_Problem description_
Produce the tally of lines in the material below that hold "positive", without anything else.

_Listed records_
======

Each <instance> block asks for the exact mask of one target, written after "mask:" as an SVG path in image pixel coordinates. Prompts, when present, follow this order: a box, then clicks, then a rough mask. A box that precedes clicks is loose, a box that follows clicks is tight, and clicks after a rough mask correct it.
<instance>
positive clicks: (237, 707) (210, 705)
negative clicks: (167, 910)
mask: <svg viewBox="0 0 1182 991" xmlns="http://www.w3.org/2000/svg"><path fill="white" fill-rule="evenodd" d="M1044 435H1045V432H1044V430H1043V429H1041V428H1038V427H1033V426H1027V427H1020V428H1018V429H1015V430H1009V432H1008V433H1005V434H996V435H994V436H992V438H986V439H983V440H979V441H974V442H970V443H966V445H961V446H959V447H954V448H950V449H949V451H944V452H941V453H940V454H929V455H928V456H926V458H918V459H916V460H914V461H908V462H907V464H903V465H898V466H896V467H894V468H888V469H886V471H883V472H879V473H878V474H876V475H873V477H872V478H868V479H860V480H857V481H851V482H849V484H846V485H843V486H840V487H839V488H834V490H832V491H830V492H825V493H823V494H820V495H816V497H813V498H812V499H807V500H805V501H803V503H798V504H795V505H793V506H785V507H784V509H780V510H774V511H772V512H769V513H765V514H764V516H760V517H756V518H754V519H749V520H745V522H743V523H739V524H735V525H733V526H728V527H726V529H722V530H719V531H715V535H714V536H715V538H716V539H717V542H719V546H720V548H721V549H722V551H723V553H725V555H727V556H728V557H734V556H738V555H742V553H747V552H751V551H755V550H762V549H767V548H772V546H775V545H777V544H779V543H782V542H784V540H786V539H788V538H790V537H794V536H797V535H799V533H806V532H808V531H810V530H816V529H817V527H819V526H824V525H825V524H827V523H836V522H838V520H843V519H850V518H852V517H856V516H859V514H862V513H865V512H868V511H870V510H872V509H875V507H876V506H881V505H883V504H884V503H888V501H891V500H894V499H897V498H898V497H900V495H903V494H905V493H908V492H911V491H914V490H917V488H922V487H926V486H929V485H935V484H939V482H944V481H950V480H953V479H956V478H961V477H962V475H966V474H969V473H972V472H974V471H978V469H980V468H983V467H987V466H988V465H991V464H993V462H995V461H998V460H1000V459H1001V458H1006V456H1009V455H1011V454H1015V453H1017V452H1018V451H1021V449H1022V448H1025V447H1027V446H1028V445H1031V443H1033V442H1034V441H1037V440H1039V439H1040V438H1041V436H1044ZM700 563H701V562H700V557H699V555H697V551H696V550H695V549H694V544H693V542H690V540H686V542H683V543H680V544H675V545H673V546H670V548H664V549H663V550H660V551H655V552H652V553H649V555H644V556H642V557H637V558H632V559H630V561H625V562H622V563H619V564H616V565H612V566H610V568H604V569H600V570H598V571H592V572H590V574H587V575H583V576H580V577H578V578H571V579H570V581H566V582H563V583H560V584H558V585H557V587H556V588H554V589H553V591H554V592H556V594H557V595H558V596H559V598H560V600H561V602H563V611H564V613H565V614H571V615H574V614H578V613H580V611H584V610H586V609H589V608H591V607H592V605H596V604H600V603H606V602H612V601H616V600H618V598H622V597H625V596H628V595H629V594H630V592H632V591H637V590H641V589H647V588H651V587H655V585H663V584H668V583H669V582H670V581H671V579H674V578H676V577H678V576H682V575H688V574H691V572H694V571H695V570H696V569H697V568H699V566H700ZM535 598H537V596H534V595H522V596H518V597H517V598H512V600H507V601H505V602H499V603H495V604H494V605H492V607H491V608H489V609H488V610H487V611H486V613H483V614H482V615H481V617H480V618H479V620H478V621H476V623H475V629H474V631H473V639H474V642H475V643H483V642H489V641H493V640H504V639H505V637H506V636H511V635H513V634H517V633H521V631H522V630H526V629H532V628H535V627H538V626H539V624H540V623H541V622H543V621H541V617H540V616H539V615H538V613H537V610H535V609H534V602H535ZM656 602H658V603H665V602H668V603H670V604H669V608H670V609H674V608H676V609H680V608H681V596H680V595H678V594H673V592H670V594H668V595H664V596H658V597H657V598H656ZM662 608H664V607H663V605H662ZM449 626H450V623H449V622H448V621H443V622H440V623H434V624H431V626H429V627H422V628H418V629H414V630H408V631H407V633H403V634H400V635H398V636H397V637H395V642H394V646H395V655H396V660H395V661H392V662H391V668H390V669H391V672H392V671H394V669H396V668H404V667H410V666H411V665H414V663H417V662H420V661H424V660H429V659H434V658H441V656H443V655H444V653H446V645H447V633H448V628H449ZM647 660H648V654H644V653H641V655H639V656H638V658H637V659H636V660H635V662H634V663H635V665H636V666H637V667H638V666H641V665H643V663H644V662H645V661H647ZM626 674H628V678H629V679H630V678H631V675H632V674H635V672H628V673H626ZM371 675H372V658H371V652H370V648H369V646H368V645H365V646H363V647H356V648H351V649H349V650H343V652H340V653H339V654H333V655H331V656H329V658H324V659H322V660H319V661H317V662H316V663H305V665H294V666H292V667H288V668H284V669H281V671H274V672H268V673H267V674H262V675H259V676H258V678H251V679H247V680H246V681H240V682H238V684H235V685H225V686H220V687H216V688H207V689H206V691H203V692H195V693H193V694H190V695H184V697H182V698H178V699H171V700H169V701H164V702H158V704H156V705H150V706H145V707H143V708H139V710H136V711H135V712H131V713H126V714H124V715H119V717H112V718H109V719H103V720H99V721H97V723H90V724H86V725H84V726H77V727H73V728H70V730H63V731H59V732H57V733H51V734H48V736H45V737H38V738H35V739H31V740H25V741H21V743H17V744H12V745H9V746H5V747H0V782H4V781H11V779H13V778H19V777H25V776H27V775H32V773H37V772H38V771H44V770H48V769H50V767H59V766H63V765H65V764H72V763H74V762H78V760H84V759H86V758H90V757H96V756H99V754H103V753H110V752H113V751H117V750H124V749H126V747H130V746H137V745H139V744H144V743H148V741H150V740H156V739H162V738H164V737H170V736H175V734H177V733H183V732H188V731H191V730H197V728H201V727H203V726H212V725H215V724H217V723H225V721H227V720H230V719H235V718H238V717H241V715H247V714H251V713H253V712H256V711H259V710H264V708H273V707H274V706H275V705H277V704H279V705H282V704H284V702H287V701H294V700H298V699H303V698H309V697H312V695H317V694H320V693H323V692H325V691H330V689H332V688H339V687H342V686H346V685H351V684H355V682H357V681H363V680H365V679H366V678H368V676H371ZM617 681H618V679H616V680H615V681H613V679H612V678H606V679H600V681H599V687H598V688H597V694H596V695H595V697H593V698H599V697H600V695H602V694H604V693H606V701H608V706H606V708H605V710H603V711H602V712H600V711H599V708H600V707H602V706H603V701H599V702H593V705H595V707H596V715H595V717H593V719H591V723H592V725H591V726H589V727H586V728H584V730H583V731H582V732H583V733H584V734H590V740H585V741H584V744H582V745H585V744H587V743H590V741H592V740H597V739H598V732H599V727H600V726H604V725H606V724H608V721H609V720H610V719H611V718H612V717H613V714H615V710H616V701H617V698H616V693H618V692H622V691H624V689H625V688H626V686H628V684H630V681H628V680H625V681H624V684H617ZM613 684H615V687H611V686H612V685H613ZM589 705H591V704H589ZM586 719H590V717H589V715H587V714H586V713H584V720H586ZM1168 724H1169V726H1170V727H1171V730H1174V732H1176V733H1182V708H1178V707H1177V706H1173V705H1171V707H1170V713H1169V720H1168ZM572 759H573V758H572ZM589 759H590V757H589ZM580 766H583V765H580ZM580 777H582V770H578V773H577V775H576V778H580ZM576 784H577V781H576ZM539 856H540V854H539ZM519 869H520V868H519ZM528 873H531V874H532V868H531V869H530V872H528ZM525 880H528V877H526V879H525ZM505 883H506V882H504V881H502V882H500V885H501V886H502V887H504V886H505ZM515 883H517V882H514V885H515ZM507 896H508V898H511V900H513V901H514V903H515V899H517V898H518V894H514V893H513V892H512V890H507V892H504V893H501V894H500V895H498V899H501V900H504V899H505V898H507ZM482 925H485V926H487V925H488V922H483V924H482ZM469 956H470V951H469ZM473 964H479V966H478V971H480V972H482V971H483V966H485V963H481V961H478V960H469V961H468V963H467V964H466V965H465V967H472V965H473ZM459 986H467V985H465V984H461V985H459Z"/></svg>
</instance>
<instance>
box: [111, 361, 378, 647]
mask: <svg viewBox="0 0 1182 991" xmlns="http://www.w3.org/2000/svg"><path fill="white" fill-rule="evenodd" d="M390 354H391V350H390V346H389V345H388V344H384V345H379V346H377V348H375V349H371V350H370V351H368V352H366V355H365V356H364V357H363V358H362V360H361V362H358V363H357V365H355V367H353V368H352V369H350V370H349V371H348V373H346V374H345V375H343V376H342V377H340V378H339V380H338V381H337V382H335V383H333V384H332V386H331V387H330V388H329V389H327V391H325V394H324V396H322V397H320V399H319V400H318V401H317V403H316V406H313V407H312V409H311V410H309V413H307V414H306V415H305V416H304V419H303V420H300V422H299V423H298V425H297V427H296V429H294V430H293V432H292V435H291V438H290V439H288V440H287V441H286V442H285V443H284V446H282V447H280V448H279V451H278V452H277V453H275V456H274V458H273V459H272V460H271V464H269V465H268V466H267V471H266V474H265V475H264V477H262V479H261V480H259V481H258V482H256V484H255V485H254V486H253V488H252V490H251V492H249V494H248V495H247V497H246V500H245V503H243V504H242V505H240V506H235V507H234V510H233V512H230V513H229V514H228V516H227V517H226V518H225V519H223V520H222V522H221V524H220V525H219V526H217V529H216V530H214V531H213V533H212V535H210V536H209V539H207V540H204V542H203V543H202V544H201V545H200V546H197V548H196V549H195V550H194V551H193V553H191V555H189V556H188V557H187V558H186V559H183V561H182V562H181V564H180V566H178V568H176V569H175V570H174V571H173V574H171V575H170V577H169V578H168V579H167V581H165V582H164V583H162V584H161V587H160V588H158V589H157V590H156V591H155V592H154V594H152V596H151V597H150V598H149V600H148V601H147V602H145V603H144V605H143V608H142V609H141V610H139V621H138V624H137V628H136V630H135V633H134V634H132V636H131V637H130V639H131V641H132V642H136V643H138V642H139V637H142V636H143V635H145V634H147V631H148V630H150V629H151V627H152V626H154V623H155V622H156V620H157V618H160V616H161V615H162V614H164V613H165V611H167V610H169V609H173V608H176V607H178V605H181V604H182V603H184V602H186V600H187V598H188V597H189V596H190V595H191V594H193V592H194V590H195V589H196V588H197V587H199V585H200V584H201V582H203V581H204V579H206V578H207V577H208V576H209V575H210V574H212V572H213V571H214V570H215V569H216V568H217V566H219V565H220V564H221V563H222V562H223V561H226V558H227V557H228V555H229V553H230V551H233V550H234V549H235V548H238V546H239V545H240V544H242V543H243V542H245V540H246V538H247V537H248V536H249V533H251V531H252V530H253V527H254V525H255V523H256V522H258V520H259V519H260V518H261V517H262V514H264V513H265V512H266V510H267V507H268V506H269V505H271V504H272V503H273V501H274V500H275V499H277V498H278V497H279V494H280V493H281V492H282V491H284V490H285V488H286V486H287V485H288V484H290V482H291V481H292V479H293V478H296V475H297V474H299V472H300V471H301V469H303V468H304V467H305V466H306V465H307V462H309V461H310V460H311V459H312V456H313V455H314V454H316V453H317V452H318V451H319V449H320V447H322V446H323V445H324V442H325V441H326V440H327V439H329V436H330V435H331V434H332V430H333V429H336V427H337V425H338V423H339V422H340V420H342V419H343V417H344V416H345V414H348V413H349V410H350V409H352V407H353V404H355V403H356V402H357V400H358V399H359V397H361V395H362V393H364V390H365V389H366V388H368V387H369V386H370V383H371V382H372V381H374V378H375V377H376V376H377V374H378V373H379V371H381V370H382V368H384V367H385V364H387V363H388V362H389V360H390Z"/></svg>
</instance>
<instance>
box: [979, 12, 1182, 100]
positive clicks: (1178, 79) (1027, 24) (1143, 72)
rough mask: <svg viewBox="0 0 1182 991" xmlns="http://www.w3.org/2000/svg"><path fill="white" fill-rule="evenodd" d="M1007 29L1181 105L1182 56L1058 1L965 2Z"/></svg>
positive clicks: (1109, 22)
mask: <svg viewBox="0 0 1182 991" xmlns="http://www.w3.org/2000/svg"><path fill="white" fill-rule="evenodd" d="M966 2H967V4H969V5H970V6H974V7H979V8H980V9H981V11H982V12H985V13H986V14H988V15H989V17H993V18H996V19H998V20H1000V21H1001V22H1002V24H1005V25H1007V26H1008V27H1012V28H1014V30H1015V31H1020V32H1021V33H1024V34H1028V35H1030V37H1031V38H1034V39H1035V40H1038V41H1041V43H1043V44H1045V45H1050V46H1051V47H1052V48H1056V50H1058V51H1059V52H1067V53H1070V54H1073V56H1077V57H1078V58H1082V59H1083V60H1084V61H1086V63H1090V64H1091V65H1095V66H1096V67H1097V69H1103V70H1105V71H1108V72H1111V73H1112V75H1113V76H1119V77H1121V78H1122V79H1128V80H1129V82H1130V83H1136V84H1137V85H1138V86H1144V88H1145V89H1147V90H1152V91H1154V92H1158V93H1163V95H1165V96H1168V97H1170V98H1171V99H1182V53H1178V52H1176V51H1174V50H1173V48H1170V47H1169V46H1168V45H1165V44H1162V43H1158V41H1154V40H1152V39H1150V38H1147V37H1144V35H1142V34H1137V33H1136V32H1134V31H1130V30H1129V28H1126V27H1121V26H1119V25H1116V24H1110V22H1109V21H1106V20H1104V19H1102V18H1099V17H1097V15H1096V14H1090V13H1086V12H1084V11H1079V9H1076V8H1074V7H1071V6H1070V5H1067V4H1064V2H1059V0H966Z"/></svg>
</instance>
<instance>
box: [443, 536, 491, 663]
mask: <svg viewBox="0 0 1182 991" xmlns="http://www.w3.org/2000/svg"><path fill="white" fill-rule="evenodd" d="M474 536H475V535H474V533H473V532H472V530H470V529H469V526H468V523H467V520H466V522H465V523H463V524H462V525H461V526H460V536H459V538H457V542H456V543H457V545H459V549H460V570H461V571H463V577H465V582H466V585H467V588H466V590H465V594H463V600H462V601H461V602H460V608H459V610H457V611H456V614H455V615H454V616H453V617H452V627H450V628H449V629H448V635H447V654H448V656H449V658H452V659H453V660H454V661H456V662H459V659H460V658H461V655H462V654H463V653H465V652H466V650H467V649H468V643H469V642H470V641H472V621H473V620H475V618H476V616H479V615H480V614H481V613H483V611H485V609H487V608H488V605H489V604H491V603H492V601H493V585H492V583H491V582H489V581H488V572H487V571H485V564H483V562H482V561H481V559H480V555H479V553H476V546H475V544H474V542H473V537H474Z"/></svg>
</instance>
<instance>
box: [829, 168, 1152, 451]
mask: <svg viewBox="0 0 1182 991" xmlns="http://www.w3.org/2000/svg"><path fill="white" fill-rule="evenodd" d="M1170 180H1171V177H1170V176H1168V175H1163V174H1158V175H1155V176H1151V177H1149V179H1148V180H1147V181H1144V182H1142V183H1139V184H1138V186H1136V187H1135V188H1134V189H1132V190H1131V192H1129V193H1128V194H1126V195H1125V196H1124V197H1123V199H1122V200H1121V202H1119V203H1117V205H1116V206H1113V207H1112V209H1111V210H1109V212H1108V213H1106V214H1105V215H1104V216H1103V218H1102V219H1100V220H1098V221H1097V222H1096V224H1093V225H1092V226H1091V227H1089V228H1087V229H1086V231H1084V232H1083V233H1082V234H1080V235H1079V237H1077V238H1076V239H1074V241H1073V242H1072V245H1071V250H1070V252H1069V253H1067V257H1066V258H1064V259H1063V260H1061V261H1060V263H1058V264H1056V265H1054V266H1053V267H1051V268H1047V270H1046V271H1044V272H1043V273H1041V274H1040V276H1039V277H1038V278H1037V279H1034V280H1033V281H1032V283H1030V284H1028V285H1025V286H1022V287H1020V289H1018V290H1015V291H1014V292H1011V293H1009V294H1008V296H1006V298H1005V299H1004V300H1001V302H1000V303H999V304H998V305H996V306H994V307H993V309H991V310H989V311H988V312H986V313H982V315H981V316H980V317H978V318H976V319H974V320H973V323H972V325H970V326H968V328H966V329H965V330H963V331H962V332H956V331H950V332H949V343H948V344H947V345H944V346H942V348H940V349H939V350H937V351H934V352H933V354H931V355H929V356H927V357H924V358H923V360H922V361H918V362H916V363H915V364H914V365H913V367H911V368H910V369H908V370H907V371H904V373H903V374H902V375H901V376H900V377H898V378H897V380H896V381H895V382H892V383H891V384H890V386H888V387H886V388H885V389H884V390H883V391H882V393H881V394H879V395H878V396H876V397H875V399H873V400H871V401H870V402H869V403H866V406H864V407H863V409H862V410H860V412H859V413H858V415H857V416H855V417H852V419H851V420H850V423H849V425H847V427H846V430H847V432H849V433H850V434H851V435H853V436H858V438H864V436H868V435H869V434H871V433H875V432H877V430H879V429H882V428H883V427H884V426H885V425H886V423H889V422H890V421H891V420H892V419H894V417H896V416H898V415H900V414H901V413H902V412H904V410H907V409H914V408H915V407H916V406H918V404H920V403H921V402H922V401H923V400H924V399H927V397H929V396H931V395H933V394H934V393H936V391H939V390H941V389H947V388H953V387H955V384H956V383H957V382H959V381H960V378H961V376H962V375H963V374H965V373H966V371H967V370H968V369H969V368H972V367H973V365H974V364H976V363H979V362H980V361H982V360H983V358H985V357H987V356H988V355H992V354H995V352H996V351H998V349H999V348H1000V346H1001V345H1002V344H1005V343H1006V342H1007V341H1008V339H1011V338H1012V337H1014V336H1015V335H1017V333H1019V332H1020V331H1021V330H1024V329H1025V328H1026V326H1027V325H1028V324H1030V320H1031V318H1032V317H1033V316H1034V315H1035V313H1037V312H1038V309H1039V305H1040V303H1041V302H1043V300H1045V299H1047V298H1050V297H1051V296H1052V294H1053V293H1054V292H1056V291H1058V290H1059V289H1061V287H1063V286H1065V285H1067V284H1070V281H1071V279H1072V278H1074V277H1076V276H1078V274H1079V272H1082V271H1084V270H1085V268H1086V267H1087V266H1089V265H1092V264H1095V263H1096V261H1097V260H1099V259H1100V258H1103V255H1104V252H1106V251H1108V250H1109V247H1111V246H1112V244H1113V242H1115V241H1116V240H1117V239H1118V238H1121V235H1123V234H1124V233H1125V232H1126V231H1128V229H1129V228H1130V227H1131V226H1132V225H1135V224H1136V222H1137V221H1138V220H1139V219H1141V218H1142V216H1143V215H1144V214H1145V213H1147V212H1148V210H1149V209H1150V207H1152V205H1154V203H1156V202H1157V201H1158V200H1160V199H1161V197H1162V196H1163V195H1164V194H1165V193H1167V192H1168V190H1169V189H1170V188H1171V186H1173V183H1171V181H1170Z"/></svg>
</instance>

======

_Expected answer_
3